**** Data to process ****

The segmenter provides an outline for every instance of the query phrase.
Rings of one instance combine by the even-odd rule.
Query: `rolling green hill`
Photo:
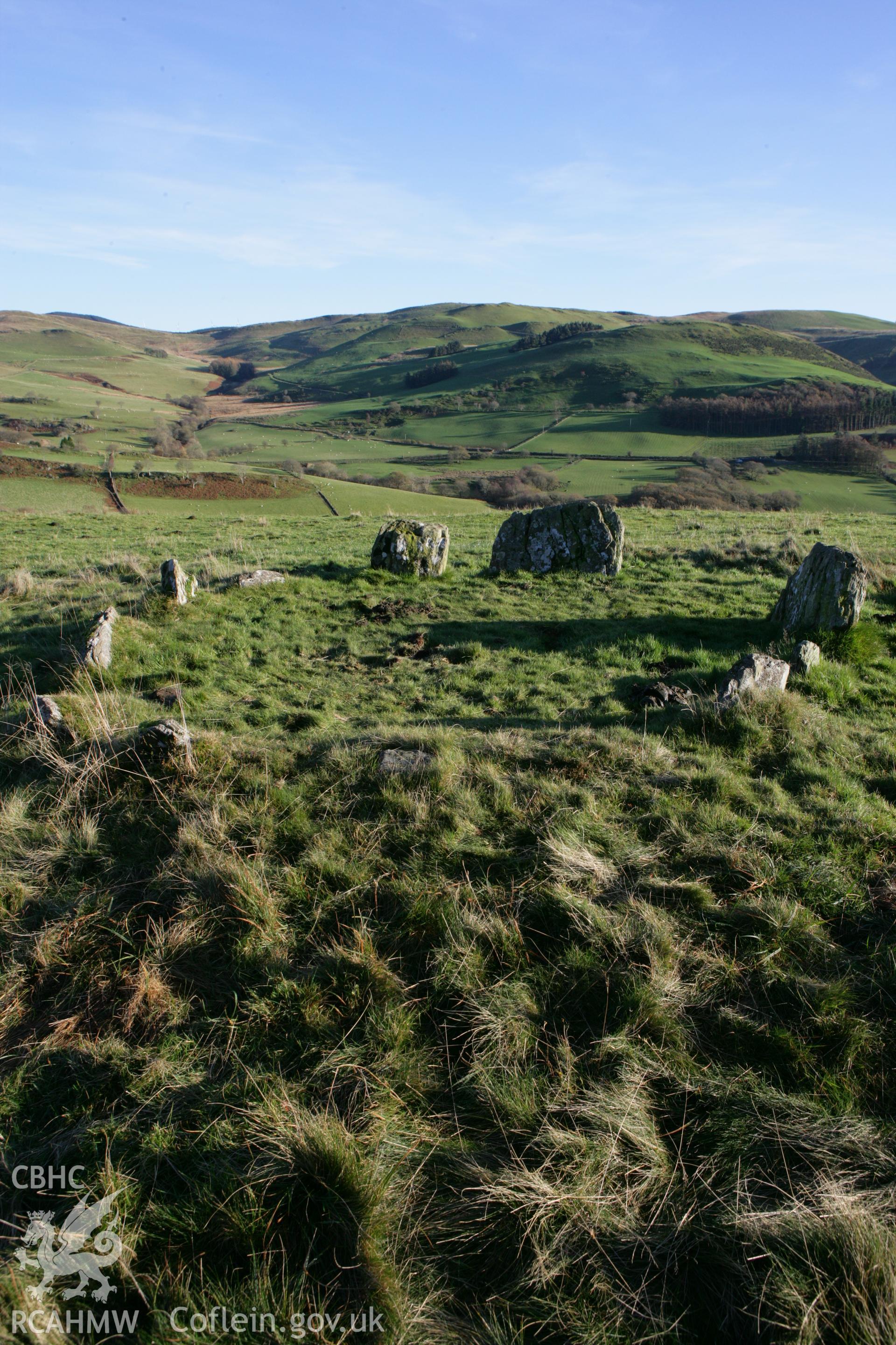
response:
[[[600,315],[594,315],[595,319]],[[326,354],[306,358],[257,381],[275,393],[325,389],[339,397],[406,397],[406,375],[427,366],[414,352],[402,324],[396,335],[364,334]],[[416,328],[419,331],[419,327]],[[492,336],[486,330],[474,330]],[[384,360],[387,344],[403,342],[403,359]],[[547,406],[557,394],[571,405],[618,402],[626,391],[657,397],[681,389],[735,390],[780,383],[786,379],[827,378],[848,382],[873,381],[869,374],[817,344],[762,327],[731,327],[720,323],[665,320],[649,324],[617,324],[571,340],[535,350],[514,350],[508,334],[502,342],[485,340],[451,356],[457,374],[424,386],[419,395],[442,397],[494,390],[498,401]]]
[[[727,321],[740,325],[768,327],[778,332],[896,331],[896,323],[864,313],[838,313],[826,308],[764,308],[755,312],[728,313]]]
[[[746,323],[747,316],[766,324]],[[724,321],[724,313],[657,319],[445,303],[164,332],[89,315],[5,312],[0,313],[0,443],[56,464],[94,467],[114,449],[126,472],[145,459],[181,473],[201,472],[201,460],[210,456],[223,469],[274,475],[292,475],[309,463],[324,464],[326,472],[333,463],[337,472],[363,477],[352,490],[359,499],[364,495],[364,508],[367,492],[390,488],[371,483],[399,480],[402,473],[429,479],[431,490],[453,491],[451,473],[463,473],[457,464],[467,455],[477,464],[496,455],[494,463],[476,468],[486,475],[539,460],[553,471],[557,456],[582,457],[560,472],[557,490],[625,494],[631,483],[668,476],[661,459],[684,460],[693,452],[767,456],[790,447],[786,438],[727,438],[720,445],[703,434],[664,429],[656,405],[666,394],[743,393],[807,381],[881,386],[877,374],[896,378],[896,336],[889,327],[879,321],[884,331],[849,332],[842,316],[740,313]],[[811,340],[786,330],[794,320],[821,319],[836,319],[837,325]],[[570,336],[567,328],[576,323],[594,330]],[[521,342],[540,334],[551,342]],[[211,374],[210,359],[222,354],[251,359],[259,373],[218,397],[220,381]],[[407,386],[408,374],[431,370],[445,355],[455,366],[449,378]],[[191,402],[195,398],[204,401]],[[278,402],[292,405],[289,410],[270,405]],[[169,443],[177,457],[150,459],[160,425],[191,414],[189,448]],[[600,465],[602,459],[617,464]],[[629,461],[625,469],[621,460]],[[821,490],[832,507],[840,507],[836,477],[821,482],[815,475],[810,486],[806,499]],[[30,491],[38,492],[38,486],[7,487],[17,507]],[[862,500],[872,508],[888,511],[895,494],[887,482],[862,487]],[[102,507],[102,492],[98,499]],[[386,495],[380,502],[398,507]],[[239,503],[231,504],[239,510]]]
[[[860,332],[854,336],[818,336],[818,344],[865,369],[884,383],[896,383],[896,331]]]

****

What you should do: Write out the full set of lines verbatim, without the pictures.

Response to this exercise:
The segmenter provides an outline for every instance of the query phrase.
Rings of one instance combine by the even-odd rule.
Query: `rolling green hill`
Photo:
response:
[[[600,315],[594,315],[595,319]],[[326,354],[306,358],[257,381],[275,393],[325,389],[339,397],[406,397],[406,375],[427,366],[414,352],[402,324],[396,335],[364,334]],[[416,328],[419,331],[419,327]],[[492,336],[486,330],[474,330]],[[384,360],[387,344],[403,342],[403,359]],[[547,406],[557,394],[571,405],[618,402],[626,391],[657,397],[681,389],[735,390],[780,383],[786,379],[827,378],[848,382],[873,381],[869,374],[817,344],[762,327],[731,327],[720,323],[665,320],[649,324],[617,324],[571,340],[535,350],[514,350],[508,334],[502,342],[485,340],[451,356],[457,374],[424,386],[419,395],[442,397],[494,390],[498,401]]]
[[[727,321],[740,325],[768,327],[778,332],[896,331],[896,323],[864,313],[838,313],[826,308],[764,308],[755,312],[728,313]]]
[[[746,323],[747,316],[766,324]],[[724,321],[724,313],[657,319],[445,303],[164,332],[89,315],[5,312],[0,313],[0,443],[56,464],[94,467],[114,449],[126,472],[145,459],[181,473],[201,472],[201,460],[210,456],[223,469],[274,475],[292,475],[309,463],[324,464],[326,472],[333,463],[337,472],[363,477],[352,490],[359,499],[364,495],[364,508],[367,492],[390,488],[371,483],[399,480],[402,473],[429,479],[431,490],[453,491],[451,473],[463,473],[457,464],[467,455],[477,464],[496,455],[494,463],[476,468],[486,475],[539,460],[553,471],[557,456],[582,457],[560,472],[557,490],[625,494],[631,483],[668,476],[661,459],[684,460],[693,452],[767,456],[790,447],[786,438],[727,438],[720,445],[703,434],[664,429],[656,405],[666,394],[743,393],[807,381],[881,386],[877,374],[896,378],[896,336],[889,327],[879,321],[884,331],[849,332],[842,316],[740,313]],[[811,340],[786,330],[794,320],[821,319],[836,319],[837,325]],[[570,336],[567,328],[576,323],[594,330]],[[521,342],[540,334],[551,342]],[[211,374],[210,359],[222,354],[251,359],[259,373],[218,397],[220,381]],[[407,386],[408,374],[431,370],[445,355],[455,366],[449,378]],[[191,402],[195,398],[204,401]],[[278,402],[292,405],[289,410],[270,405]],[[169,443],[177,457],[150,459],[160,425],[191,414],[189,448]],[[600,465],[602,459],[617,464]],[[629,461],[625,469],[621,460]],[[821,490],[832,507],[840,507],[836,477],[821,482],[815,475],[810,486],[806,499]],[[30,491],[38,492],[38,486],[7,487],[17,507]],[[862,500],[872,508],[888,511],[895,494],[887,482],[862,487]],[[102,507],[102,492],[98,499]],[[386,495],[380,502],[398,507]],[[239,503],[231,504],[239,510]]]
[[[860,332],[854,336],[818,336],[818,344],[865,369],[884,383],[896,383],[896,331]]]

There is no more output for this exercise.